|Population and the Environment (FAO)|
Caring for our environment: a necessity for now and the future
Activity involving group preparation of posters and/or a drama on environmental and population-related concepts.
Note: Posters could also he sent, via the youth coordinators, to the central population organization, to be redistributed to other youth groups or reproduced at a national level.
· The group leader asks the participants to identify some natural resources which are under pressure locally due to increases in population (i.e., land, water, forests, etc.).
· The group discusses slogans or sayings which point out the need to conserve and manage these resources (some examples are provided on the following pages).
· The participants produce a series of posters illustrating their slogans. Posters could be produced one at a time to further stimulate group participation. Group members can work in teams.
· The posters are exhibited in the community by the participants and are then either posted in public places or are taken home by the participants.
· The group may then like to organize a drama about the environment, how it is being damaged and what solutions can be applied by the community - for performance to the community.
FOR WHAT? / WHY?
So that group members will be able to:
· Reinforce their knowledge about the basic natural resources.
· Make rational decisions about the need to manage the environment and control pollution to meet the needs of present and future generations.
· Stimulate community awareness of environmental and population-related issues.
· A large sheet of paper for each group member.
· Some kind of drawing material for each group member (pencils, pens, paints, charcoal, etc.).
· Slogans or sayings related to environmental issues (some ideas are offered on pages 34 and 35).
· Enthusiasm and imagination in presentation of the drama.

[Object position labeling items]
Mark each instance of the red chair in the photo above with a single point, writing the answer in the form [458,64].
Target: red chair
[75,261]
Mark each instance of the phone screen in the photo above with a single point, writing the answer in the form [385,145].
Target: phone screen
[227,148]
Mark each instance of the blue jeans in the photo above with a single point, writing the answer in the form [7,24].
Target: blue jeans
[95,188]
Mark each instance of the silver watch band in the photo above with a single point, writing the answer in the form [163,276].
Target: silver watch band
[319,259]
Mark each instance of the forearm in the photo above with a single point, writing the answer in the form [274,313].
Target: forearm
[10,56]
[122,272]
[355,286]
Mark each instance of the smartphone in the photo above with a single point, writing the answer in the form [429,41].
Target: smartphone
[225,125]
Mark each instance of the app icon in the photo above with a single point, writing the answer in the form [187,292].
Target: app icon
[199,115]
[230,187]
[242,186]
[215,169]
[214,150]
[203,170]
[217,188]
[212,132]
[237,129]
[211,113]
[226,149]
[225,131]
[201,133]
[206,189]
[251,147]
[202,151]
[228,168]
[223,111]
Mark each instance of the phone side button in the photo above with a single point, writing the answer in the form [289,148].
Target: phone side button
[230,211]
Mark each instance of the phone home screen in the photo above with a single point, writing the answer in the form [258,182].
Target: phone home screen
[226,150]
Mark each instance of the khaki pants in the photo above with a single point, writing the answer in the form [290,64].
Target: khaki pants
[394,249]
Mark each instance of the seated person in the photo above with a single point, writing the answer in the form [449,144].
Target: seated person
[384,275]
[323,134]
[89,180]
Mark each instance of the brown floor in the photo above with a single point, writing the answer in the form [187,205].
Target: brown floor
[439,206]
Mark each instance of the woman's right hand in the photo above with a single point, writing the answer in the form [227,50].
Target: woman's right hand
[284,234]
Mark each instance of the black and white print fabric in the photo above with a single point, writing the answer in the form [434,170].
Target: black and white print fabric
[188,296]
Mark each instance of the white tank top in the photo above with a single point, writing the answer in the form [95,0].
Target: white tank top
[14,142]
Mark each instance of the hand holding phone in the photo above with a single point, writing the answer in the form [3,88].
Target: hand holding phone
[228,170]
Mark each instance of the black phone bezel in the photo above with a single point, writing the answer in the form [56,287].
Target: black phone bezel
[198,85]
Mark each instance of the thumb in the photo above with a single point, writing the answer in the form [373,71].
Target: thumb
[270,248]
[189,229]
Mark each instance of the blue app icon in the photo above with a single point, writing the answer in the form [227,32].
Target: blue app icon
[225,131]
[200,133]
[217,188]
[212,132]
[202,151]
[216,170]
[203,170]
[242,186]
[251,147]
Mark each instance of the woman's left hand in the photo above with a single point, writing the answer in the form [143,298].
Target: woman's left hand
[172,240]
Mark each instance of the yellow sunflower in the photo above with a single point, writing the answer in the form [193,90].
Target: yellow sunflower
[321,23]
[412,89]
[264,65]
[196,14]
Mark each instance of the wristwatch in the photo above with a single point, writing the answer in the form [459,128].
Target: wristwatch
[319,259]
---
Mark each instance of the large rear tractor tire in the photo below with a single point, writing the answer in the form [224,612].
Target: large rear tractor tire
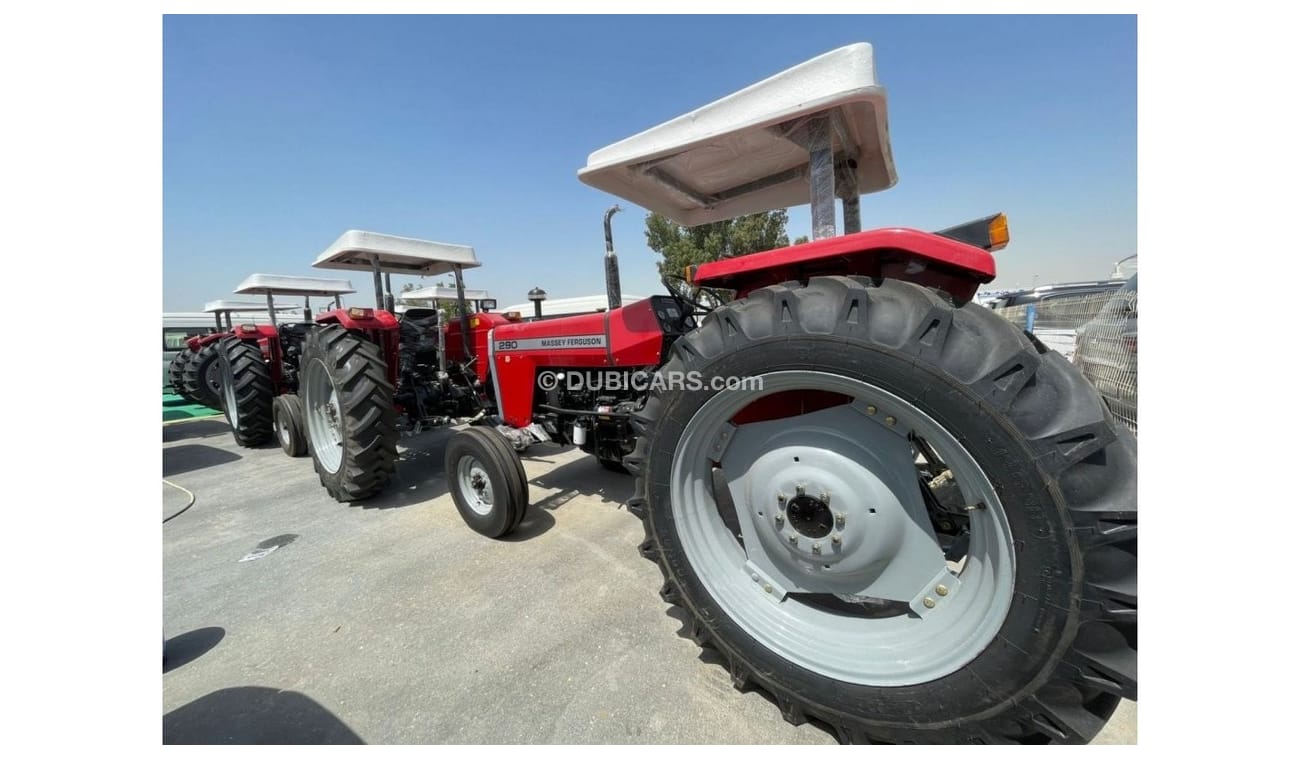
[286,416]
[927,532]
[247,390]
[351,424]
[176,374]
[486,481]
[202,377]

[What is asked]
Write the next part of the environmental activity guide, picking up after its last line. The items have no connection to the environmental activity guide.

[Exercise response]
Some background information for the group leader
What are some of the natural resources that are being damaged by rapid population growth?
Agriculturally productive land. As the number of people grows, the amount of land needed to feed them also increases. In many countries, there just isn't enough good land. In others, there is still land but it is of en far away from where most people now live. Since, as we said before, most people are no longer nomads, they prefer not to move long distances from their homes and families.
As a result, the land that is already being farmed gets used more and more intensively. This can lead to the depletion of the soil to the point that it never recovers. What used to be productive agricultural land becomes barren wasteland, or even desert.
Something else that happens is that land gets put to the wrong use. Across Africa, land that is only suitable for the grazing of animals is being used for crop production. Without its grass cover, this fragile soil is quickly eroded - that is, swept away by wind and water. Once this happens, it becomes useless for agriculture or even for grazing.
Water. Without a steady supply of relatively clean water, almost no living thing can survive. Once it seemed that the supply of water was unlimited, but we now know that is not true. Therefore, the more people there are, the less water is available per person.
In places where people get their water from wells, this can mean less water per person and a need for increasingly deeper wells.
In places where people get their water from rivers or lakes, the effect of having so many people bathing and washing their clothes and using water for their crops can be to leave an inadequate water supply which may also be polluted and unhealthy.
Forests and fuelwood. Many people in the developing countries use fuelwood or charcoal to cook their food and heat their homes. With the rapid growth of human populations, the trees are being cut down faster than new ones are growing.
Women and young people, who generally have the main responsibility for providing fuelwood, are having to walk further and further each day to gather wood or having to pay more and more for the wood if they buy it.
This need for more and more fuelwood, combined with the cutting of trees to clear more land for crop production, is leading to the progressive destruction of the forests. Once the trees are gone, not only is there no more fuelwood, but the land quickly becomes eroded. Without the trees and other ground cover to hold it back, the rain washes huge quantities of soil down into the rivers and dams of the low areas, causing them to overflow and flood. This loss of soil further reduces the amount of food the land can produce, and causes huge losses of life and property.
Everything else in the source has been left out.